* start Exercise data *

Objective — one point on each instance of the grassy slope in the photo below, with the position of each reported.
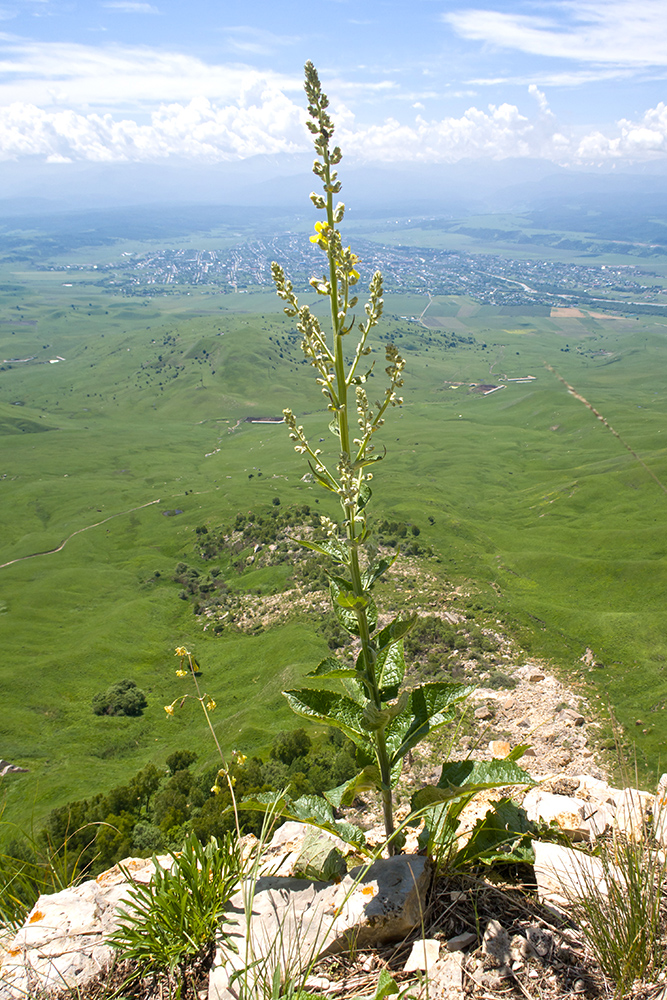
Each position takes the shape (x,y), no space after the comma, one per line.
(559,529)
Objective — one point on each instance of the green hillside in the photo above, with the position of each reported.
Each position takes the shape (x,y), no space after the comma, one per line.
(139,435)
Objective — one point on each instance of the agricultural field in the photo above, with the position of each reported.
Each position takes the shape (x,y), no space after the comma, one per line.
(124,428)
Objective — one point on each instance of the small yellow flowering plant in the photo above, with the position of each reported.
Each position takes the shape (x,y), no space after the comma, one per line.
(189,666)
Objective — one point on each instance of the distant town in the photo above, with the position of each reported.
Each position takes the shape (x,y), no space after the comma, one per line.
(488,278)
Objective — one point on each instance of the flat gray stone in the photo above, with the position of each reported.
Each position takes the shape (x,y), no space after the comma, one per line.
(289,922)
(462,941)
(496,943)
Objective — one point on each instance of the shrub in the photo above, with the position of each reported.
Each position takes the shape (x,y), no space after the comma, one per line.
(122,698)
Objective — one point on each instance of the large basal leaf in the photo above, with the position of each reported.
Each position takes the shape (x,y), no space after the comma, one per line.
(345,794)
(307,809)
(331,667)
(331,708)
(502,835)
(483,774)
(430,706)
(460,781)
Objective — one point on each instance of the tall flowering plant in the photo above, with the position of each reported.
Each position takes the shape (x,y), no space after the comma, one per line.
(382,720)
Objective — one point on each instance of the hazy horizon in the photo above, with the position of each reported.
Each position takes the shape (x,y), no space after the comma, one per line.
(96,98)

* end Exercise data *

Exercise: From the line containing "Objective — one point on each instance of the flat" down to the last line, reproduce the records exactly. Include both ends.

Reply to the exercise:
Objective — one point on each instance of the flat gray stone in the photo above, with the position of each reported.
Each position takes the shape (x,y), no space after the comma, one per line.
(289,922)
(462,941)
(496,943)
Objective — one point on each instance of the shrub in the photo above, with the position of each reported.
Each position takes the shape (x,y), no space after the comma, one per line.
(122,698)
Objective — one point on each instance of the large basal leaf in the photo above, with the position of each reported.
Each position takes the shape (x,y), no space after the comma, one per line.
(345,794)
(307,809)
(331,667)
(331,708)
(502,835)
(483,774)
(430,706)
(460,781)
Objective — one point on each instance of the tall flowering plant in the photo above, with the position of each reported.
Each position takes the shape (x,y), no space after the comma, one per line.
(382,720)
Objective — one point on each instance of the hazy horizon in the photo above, with the position of each reported.
Each position takes the shape (x,y), no space after the comma, one per line.
(96,98)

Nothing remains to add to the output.